■ SUPPLIED RECORDS:
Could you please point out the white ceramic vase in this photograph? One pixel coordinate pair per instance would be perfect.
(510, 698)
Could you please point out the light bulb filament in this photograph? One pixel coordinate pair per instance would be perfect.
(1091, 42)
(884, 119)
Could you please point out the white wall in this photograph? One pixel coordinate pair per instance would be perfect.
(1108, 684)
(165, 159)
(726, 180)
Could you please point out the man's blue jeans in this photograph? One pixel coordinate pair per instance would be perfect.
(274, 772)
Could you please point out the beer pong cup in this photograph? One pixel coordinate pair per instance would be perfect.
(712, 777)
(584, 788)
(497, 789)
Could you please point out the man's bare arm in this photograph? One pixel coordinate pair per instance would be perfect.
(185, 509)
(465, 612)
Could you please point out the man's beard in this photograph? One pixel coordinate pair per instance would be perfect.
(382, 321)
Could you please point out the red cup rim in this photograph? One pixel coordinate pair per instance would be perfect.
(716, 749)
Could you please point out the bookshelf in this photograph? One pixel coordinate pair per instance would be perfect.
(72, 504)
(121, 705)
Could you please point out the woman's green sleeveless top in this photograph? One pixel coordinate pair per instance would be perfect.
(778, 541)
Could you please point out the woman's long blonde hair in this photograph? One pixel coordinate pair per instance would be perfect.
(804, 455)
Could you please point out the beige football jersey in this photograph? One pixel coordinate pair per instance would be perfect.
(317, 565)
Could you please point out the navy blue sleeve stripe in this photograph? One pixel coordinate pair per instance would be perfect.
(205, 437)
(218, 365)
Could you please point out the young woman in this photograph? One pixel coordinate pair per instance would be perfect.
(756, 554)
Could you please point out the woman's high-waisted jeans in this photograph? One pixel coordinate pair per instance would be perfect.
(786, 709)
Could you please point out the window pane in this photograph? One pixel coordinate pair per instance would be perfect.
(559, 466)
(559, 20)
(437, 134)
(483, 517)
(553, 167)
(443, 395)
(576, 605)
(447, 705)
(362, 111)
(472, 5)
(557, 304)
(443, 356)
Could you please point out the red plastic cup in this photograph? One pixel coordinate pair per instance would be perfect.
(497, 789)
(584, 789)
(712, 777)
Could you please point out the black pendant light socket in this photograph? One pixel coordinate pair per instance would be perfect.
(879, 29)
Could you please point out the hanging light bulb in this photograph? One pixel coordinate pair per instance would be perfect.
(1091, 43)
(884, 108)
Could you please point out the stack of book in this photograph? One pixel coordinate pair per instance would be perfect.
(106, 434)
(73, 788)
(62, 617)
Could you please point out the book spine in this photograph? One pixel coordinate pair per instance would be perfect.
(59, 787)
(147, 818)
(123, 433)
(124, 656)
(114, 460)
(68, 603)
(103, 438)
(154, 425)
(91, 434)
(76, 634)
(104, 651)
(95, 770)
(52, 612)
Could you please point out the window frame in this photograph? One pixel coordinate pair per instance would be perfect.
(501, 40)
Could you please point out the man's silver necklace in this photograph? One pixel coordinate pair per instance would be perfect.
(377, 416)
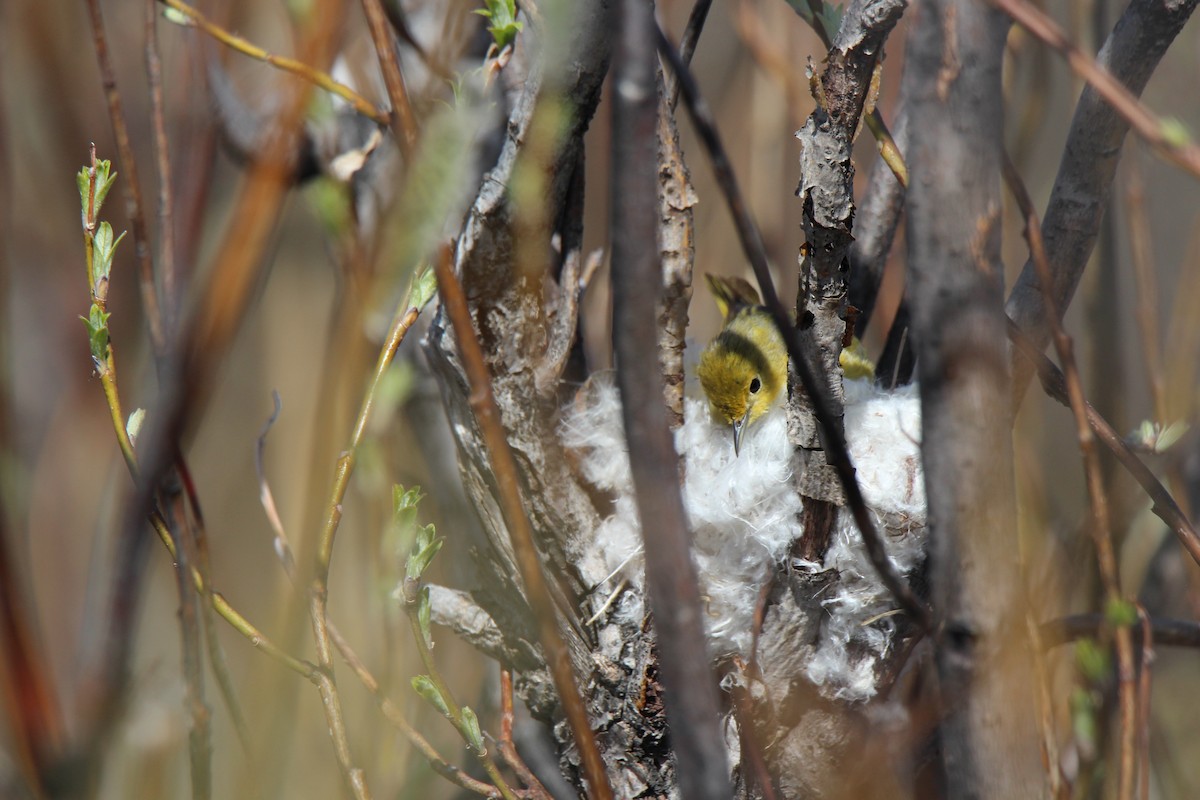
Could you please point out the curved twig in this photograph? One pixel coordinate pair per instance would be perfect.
(823, 409)
(1081, 188)
(505, 471)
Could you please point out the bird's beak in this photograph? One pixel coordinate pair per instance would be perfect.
(739, 427)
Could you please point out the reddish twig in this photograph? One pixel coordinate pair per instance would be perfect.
(1150, 127)
(508, 750)
(403, 122)
(504, 468)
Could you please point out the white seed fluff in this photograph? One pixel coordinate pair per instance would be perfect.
(744, 513)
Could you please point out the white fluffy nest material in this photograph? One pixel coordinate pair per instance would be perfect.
(744, 513)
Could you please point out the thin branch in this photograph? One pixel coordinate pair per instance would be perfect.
(217, 662)
(201, 732)
(508, 750)
(1144, 708)
(1168, 139)
(171, 290)
(875, 227)
(133, 205)
(297, 67)
(693, 708)
(687, 48)
(1084, 182)
(1098, 522)
(1145, 287)
(403, 122)
(280, 542)
(756, 253)
(504, 469)
(396, 716)
(453, 710)
(1164, 632)
(1164, 505)
(319, 589)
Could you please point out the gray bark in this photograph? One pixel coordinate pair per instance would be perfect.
(984, 666)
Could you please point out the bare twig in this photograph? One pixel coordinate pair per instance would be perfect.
(756, 253)
(875, 227)
(403, 122)
(953, 86)
(1164, 632)
(197, 535)
(396, 716)
(1171, 144)
(297, 67)
(1144, 708)
(504, 468)
(31, 713)
(508, 750)
(280, 543)
(677, 246)
(319, 589)
(1084, 182)
(199, 734)
(1146, 287)
(1045, 710)
(690, 687)
(162, 158)
(687, 48)
(1098, 522)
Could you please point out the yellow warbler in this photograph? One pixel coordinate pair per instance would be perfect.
(744, 368)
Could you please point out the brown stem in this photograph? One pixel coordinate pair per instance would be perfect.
(133, 206)
(504, 468)
(403, 122)
(1098, 522)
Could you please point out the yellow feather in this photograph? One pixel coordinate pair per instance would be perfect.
(744, 368)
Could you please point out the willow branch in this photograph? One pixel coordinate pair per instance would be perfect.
(1099, 523)
(756, 253)
(691, 701)
(297, 67)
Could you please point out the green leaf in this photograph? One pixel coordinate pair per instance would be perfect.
(503, 16)
(83, 180)
(1092, 660)
(1083, 716)
(105, 180)
(1121, 613)
(403, 504)
(826, 13)
(423, 617)
(472, 732)
(105, 250)
(424, 549)
(97, 332)
(425, 686)
(425, 286)
(1175, 132)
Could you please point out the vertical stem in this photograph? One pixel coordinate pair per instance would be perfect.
(691, 701)
(984, 666)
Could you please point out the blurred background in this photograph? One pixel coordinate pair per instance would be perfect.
(316, 320)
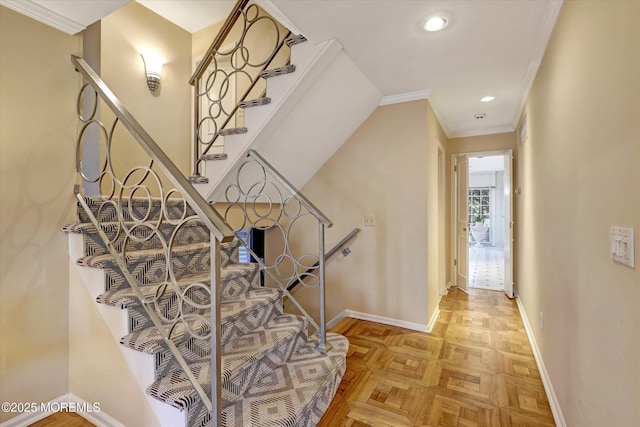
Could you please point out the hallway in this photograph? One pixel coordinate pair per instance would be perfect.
(475, 369)
(486, 267)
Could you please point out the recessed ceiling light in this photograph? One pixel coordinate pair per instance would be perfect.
(436, 23)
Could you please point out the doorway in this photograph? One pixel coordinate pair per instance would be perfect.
(483, 215)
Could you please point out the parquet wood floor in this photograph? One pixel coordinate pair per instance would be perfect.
(476, 369)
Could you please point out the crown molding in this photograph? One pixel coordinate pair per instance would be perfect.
(405, 97)
(44, 15)
(479, 132)
(273, 10)
(546, 28)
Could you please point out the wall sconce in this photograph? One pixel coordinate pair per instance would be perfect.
(153, 65)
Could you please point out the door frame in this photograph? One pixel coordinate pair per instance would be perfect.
(454, 212)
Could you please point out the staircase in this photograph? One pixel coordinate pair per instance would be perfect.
(203, 334)
(272, 373)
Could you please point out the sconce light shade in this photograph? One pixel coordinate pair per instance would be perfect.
(153, 66)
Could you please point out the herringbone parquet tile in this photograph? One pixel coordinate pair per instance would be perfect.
(476, 368)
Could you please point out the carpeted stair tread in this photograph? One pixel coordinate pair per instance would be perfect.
(238, 316)
(105, 209)
(127, 298)
(107, 260)
(296, 393)
(142, 236)
(244, 361)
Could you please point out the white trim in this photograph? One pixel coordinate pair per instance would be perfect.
(28, 418)
(544, 375)
(385, 320)
(276, 13)
(434, 318)
(548, 23)
(405, 97)
(478, 132)
(333, 322)
(99, 418)
(441, 119)
(44, 15)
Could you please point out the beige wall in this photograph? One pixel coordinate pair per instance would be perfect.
(436, 222)
(579, 176)
(37, 134)
(164, 114)
(382, 171)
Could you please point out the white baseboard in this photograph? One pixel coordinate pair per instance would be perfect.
(88, 411)
(546, 380)
(385, 320)
(99, 418)
(434, 319)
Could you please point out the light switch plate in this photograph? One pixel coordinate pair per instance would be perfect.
(369, 221)
(622, 246)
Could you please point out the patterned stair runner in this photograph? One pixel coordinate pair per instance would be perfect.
(271, 373)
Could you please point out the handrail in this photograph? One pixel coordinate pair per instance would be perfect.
(216, 224)
(328, 255)
(291, 188)
(198, 159)
(217, 42)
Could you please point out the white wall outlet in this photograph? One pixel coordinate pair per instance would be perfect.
(622, 246)
(369, 221)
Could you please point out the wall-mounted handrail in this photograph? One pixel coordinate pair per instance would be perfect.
(217, 42)
(215, 101)
(331, 252)
(198, 157)
(211, 217)
(291, 188)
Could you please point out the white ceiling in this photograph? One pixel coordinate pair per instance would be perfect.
(490, 47)
(486, 164)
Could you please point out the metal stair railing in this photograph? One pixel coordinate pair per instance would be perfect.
(267, 201)
(143, 184)
(340, 246)
(229, 73)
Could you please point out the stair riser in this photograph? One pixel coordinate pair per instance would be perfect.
(152, 240)
(168, 306)
(248, 375)
(238, 318)
(145, 238)
(147, 270)
(194, 349)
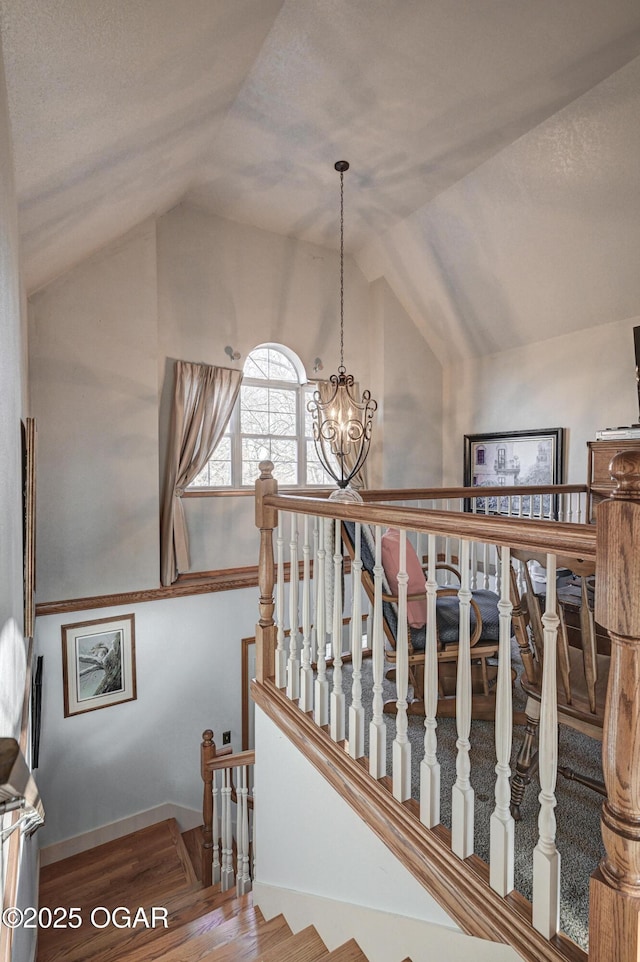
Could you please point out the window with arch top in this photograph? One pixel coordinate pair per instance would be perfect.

■ EXERCISE DETAILS:
Write out the lines of the material from the one containing "Could you please point out the patterned" through the last, exactly and only those. Leave every picture out.

■ FINISHED TASK:
Could you please point out the patterned stair runner in this photograph? One pixel coordinate pair per instance would be perfect.
(271, 373)
Could you please point out the handrail in this photograph? One pixel coordinate pair per instance would be perfect.
(216, 224)
(328, 255)
(291, 188)
(198, 159)
(217, 42)
Could you please point out the white wall outlet in this photograph? One pixel coordinate pair per instance would be perfect.
(622, 246)
(369, 221)
Could you please point out the wall-mounted handrail in this photograph? One pixel coordinate pair per instance would be perfect.
(217, 42)
(215, 101)
(331, 252)
(198, 157)
(211, 217)
(291, 188)
Could you please point out the white ceiling in this photograph? One pixel coordinate pair per instance would be perfect.
(490, 47)
(486, 164)
Could you please point out the metal stair railing in this photograph? One pixel coordinate pair per instance would be perfect.
(267, 201)
(143, 184)
(340, 246)
(229, 73)
Could you please point out the stair riser in this photograph? One pixel coordinate pair per instance would be perfect.
(152, 240)
(168, 306)
(248, 375)
(238, 318)
(145, 238)
(147, 270)
(194, 349)
Could you please point out the window with arch top in this photograph? One pixel coordinate pair per instance would be perfect.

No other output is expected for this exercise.